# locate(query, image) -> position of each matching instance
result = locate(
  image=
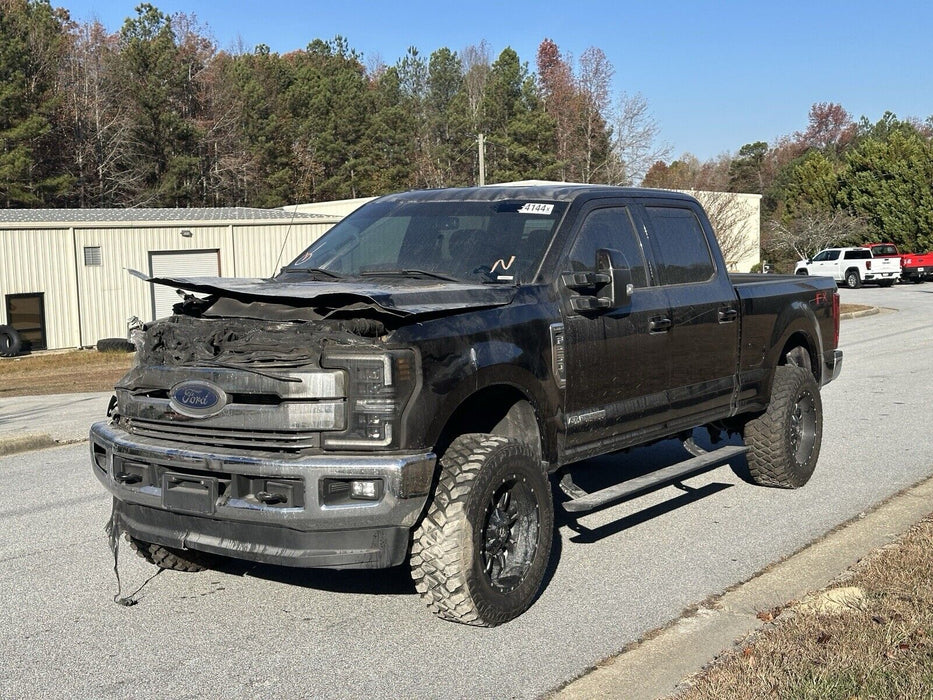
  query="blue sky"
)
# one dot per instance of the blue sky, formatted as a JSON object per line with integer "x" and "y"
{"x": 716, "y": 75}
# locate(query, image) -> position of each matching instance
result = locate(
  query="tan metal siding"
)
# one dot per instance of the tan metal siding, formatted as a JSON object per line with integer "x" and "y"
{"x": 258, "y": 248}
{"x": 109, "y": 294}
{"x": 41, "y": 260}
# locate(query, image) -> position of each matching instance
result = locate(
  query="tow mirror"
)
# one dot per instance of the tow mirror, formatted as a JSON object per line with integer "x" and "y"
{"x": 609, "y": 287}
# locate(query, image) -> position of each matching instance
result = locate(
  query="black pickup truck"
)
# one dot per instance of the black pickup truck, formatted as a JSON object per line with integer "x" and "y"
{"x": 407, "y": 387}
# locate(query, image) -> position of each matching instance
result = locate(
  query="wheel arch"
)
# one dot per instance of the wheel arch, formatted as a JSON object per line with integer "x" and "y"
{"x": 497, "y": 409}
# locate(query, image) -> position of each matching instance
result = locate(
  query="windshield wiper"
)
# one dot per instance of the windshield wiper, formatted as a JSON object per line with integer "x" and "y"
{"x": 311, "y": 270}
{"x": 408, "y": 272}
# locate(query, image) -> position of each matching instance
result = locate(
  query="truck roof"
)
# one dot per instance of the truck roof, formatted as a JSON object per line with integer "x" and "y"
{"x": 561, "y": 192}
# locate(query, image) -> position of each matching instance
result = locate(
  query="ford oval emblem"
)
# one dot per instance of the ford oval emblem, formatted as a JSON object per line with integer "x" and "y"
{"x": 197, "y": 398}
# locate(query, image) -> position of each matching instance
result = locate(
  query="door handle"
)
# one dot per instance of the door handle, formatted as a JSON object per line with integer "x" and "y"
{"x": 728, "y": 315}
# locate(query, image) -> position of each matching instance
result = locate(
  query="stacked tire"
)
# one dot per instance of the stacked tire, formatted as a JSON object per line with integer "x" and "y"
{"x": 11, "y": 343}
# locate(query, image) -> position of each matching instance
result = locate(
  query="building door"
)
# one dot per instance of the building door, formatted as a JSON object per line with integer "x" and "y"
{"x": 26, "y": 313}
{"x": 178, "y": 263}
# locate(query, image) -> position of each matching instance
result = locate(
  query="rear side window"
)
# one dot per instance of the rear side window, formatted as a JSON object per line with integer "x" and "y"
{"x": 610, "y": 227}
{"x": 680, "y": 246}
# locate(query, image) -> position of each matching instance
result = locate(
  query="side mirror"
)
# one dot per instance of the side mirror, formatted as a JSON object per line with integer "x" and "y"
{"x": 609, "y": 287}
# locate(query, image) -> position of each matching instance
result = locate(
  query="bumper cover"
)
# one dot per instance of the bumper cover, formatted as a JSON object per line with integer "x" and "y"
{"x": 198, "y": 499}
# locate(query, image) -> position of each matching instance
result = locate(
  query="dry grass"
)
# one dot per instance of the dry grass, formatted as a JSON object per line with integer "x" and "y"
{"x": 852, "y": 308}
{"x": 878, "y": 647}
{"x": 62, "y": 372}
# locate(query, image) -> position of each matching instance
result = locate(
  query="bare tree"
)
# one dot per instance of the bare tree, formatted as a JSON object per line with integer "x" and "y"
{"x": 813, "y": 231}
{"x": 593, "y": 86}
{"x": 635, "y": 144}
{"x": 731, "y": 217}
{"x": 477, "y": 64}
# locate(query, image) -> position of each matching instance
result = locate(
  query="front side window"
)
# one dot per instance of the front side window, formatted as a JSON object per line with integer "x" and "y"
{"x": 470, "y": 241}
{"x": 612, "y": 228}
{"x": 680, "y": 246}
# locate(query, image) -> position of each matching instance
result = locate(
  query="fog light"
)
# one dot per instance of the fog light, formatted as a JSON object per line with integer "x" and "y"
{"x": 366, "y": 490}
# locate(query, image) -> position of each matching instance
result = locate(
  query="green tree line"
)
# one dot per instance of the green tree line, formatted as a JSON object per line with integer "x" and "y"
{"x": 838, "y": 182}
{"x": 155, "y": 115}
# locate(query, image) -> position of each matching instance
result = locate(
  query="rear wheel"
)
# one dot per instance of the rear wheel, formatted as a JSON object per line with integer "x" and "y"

---

- [Exercise objective] Omit any images, then output the listing exactly.

- [Exercise solution]
# locate(query, image) -> position of each matching instance
result = locate(
  image=
  query="blue sky"
)
# one dot per instance of the blue sky, formatted as a JSON object per line with integer "x" and "y"
{"x": 716, "y": 75}
# locate(query, image) -> position of each matching instance
result = locate(
  query="tan metal siding"
)
# one dot per instance of the tan metal siding, formatted as a JSON object per line with integer "x" and "y"
{"x": 258, "y": 248}
{"x": 109, "y": 294}
{"x": 41, "y": 260}
# locate(query, image) -> position of each matching instance
result = locate(
  query="tow mirror"
)
# one dot per instance of the tow mirror, formatted as a JSON object per line with integer "x" and "y"
{"x": 609, "y": 287}
# locate(query, image) -> position of each matching instance
result = locate(
  query="black pickup truck"
)
# one dot per instance of the black pickup truck, formatted as a JSON object per line with integer "x" and "y"
{"x": 407, "y": 387}
# locate(query, image) -> position of each matching instance
result = locate(
  query="wheel arch"
)
# one dot per instance of the wheel arch, formatted as a JSON object per line with integer "x" and "y"
{"x": 497, "y": 409}
# locate(query, image) -> position of each matching instance
result = locate(
  query="windshield wiper"
)
# one dot per instance of the windshield wiper, formatted as a JSON object per line with integer "x" and "y"
{"x": 311, "y": 270}
{"x": 408, "y": 272}
# locate(query, image) -> position of each matching instance
result = locate(
  query="truck roof"
)
# one dot per instance of the truck roof, formatted as a JSON object per line with integer "x" and "y"
{"x": 561, "y": 192}
# locate(query, image) -> position of each matching instance
result = locate(
  query="ford oval emblem"
)
# one dot per instance of the ford oval emblem, formatted as a JSON object per line with integer "x" and "y"
{"x": 197, "y": 398}
# locate(query, image) -> position of each matching instance
result = locate(
  query="door handle"
)
# one dot per instance of the door handle, formatted as a JSON object per line with integer "x" and "y"
{"x": 728, "y": 315}
# locate(query, image) -> position of each matching instance
result = locate(
  query="stacked tire"
)
# one dot per instance of the stacked tire, formatted as a JSON object per line with integer "x" and "y"
{"x": 11, "y": 343}
# locate(query, image) -> position of each matching instance
result = locate(
  query="building door"
)
# one dot per instance of the building door, formatted as a JSON object per line with integer "x" and "y"
{"x": 26, "y": 313}
{"x": 178, "y": 263}
# locate(query, image) -> position of each matching instance
result = locate(
  query="rear side window"
)
# one dot per instance of the rear side window, formatted as a JSON object per line with integer "x" and "y"
{"x": 610, "y": 227}
{"x": 680, "y": 246}
# locate(query, image) -> position of each matching instance
result = locate(
  query="side mirror"
)
# one dot per instance of the side mirror, formatted as a JSON object per line with integer "x" and "y"
{"x": 609, "y": 287}
# locate(query, image) -> position of each matching instance
result = locate(
  query="bumper cover"
)
# one dot per instance of the bumper cover, formatted as a JSON object per line with integer "x" and "y"
{"x": 198, "y": 499}
# locate(query, image) -> position of each matching instance
result = locate(
  query="dry grass"
)
# one dot per instance of the dry grass, formatted as a JSON object per line with integer "x" and "y"
{"x": 852, "y": 308}
{"x": 878, "y": 647}
{"x": 62, "y": 372}
# locate(query, image) -> position of each matching instance
result = locate(
  query="bare tree"
)
# one dot per instance of the bare tree, formatted as a JSON object per line with integer "x" and "y"
{"x": 813, "y": 231}
{"x": 593, "y": 86}
{"x": 635, "y": 144}
{"x": 731, "y": 217}
{"x": 477, "y": 64}
# locate(query, image) -> position of each matching instance
result = locate(
  query="front side window"
)
# one dot per instance of the front side window, formatted as a JSON object per line with integer "x" and "y"
{"x": 470, "y": 241}
{"x": 612, "y": 228}
{"x": 680, "y": 246}
# locate(query, image) -> position of each matching instance
result = locate(
  query="fog light"
)
# one dot per instance of the fog light, formatted as a JSON object per line with integer "x" and "y"
{"x": 366, "y": 490}
# locate(query, image) -> position of each matching instance
result = locate(
  query="green tree line"
)
# one dot per instance of the green tree line, formatted as a JSON object per line with integer "x" and "y"
{"x": 838, "y": 182}
{"x": 155, "y": 115}
# locate(query, image) -> position of each matching instance
result = locate(
  query="rear wheel"
)
# one dot per instance of the rear wheel, formatted as a JSON object per line with integer "x" and "y"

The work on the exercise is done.